** START OF PAGE EXTRACT **

The work of Monsieur Bourdon is not only a good book; it is also a brave deed. Too long has it been the fashion for French publicists to entrench themselves behind Gambetta’s phrase: “N’en parler jamais, y penser toujours!” Silence may have been the best policy on the morrow of the catastrophe of 1870, when one single indiscretion might have set Europe aflame. But after forty-four years, and under entirely altered conditions, an ostrich policy of reticence, a cowardly policy of mental reservation, cannot be the best means of bringing about a settlement.
Monsieur Bourdon has therefore chosen the bolder course, which happens also to be the wiser course. He has broken down the barrier of fear and distrust. He has taken the first step. He has gone to Germany in a spirit of frankness and conciliation. He has tried to get at her thoughts and afterthoughts. He has cross-examined the German people, and he has cross-examined them with consummate tact and skill. An unofficial ambassador of peace, he has revealed all the qualities of a diplomat, and he has added qualities which the diplomat does not often possess—outspokenness and uprightness, a loyal regard for truth, and that moral preoccupation and that delicate sense of international honour which are generally alien to the official diplomatic mind.
And the result of this searching inquiry is most satisfactory. Quite apart from the value of the opinions expressed, and of the author’s own opinion, the inquiry in itself is an historical document of prime importance. Here we have before us at first hand the public opinion of Germany. Nor is it the irresponsible opinion of anonymous scribblers, or the opinion of party politicians; it is the deliberate, reasoned opinion of some of the most distinguished German readers in thought and action. Statesmen and diplomats, captains of industry and army captains, editors and financiers, all the professions except the Church (a significant omission!), are represented in this survey of German opinion. After reading M. Bourdon’s book, no politician will henceforth be allowed to plead as an excuse that he does not know what official and unofficial Germany thinks, and what she feels on the vital questions of foreign policy.

** END OF PAGE EXTRACT **

AIM OF THE TASK: Print the passage on Monsieur Bourdon's book word for word, from "Monsieur Bourdon has" to "official diplomatic mind.".

** START OF DATA EXCERPTS **

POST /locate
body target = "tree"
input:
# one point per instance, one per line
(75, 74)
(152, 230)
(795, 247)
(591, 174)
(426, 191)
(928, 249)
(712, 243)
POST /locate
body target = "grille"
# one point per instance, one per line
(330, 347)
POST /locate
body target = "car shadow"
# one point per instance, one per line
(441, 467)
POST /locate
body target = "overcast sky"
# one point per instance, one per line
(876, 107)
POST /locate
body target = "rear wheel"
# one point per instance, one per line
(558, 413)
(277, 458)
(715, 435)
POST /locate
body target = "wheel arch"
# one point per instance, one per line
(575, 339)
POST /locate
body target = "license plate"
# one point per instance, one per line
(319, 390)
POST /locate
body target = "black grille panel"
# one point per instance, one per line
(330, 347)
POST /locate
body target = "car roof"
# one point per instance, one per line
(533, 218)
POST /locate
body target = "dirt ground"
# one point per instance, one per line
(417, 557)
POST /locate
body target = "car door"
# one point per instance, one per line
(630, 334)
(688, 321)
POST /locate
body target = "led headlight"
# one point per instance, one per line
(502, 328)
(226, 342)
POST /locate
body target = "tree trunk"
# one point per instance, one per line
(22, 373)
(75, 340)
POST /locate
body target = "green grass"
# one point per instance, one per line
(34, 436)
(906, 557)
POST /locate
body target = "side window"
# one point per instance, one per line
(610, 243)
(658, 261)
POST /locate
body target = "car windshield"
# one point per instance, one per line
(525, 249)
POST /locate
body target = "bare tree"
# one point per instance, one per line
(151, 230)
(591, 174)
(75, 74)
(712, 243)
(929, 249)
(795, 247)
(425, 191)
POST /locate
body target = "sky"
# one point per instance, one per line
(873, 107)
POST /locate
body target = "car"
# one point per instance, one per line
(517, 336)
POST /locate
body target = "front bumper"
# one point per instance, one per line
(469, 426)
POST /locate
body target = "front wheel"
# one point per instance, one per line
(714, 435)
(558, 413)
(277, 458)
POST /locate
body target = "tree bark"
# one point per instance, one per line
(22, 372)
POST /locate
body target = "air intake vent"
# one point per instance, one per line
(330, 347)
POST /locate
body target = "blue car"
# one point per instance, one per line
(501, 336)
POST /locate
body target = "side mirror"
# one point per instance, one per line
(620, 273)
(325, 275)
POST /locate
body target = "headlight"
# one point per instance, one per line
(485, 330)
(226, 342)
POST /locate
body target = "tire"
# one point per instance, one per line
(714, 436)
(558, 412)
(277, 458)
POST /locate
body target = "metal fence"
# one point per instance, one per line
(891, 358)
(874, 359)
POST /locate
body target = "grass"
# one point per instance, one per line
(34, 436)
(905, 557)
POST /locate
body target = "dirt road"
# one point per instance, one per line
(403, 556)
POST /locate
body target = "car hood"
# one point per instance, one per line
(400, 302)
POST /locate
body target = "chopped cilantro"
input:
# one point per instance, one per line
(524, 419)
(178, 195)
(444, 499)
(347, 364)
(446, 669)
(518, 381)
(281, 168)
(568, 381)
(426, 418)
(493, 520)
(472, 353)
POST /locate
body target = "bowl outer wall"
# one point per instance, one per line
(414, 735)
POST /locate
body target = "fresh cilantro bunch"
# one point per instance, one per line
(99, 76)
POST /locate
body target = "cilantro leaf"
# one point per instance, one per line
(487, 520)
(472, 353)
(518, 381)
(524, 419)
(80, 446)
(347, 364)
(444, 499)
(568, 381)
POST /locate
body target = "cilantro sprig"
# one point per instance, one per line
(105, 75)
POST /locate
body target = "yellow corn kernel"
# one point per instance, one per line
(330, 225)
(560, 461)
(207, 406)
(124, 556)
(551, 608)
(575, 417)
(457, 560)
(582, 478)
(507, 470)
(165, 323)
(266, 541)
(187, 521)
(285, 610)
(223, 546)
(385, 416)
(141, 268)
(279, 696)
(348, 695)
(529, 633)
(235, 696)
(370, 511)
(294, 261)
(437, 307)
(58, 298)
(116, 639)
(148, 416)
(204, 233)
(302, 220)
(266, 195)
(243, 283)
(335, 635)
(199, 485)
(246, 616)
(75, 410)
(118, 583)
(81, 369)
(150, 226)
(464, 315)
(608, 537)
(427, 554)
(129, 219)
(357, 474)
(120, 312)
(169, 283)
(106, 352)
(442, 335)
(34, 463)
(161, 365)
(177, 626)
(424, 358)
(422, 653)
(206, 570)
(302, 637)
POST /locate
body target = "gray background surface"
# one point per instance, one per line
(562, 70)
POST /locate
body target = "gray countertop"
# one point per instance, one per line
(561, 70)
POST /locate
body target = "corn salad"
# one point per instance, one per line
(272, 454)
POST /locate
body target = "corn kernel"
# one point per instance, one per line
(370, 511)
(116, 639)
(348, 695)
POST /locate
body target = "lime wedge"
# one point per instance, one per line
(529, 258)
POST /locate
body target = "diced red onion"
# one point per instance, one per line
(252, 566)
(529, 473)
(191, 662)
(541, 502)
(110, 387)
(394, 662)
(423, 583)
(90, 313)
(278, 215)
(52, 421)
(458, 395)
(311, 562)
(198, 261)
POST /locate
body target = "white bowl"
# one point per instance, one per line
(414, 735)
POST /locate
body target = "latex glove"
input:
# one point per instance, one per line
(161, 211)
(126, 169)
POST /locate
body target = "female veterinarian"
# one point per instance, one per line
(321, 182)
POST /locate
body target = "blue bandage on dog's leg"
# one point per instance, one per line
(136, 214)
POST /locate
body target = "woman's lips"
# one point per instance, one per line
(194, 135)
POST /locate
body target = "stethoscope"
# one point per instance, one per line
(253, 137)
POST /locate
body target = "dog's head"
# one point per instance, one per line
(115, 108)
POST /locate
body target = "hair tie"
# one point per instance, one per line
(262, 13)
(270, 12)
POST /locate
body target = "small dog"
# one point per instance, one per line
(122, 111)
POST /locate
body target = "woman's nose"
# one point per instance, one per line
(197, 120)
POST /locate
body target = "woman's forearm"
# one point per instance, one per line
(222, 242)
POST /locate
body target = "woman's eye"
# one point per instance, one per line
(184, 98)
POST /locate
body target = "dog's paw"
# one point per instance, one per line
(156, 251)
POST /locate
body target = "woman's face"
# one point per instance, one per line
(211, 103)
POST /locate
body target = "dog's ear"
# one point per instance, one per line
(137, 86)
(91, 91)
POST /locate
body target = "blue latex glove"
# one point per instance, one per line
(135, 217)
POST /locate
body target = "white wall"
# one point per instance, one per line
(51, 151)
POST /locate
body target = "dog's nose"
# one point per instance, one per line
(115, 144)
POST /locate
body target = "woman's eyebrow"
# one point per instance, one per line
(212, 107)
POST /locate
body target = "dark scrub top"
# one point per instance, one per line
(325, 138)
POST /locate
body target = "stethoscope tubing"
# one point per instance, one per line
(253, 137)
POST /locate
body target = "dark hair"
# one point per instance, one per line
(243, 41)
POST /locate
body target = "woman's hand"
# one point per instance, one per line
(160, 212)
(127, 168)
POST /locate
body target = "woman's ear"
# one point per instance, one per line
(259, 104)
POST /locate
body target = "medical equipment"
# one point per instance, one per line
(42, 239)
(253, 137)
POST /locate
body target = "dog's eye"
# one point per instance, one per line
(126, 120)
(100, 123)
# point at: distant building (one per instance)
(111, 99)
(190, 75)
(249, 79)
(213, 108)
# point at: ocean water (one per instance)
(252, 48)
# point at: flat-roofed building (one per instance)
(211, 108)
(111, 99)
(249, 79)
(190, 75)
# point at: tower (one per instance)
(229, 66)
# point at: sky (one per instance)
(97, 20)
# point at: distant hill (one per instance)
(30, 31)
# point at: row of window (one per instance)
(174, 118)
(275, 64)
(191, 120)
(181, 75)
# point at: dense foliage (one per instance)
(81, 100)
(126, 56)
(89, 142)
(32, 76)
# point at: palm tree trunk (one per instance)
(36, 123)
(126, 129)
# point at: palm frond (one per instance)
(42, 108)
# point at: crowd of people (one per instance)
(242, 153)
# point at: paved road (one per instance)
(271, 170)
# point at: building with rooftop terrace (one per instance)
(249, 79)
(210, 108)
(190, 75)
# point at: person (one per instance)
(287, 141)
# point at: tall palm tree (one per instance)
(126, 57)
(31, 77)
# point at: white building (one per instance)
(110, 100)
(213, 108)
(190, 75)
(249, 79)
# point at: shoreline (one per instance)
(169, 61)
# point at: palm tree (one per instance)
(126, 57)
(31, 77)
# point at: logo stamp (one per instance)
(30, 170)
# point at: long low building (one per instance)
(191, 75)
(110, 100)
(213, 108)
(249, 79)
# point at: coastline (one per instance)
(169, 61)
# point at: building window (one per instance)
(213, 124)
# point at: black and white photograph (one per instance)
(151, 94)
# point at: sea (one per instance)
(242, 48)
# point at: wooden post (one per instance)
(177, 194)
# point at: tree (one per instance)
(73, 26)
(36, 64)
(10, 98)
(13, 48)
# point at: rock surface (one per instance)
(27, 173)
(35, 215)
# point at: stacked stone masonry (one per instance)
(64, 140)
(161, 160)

** END OF DATA EXCERPTS **

ANSWER TO THE EXERCISE:
Monsieur Bourdon has therefore chosen the bolder course, which happens also to be the wiser course. He has broken down the barrier of fear and distrust. He has taken the first step. He has gone to Germany in a spirit of frankness and conciliation. He has tried to get at her thoughts and afterthoughts. He has cross-examined the German people, and he has cross-examined them with consummate tact and skill. An unofficial ambassador of peace, he has revealed all the qualities of a diplomat, and he has added qualities which the diplomat does not often possess—outspokenness and uprightness, a loyal regard for truth, and that moral preoccupation and that delicate sense of international honour which are generally alien to the official diplomatic mind.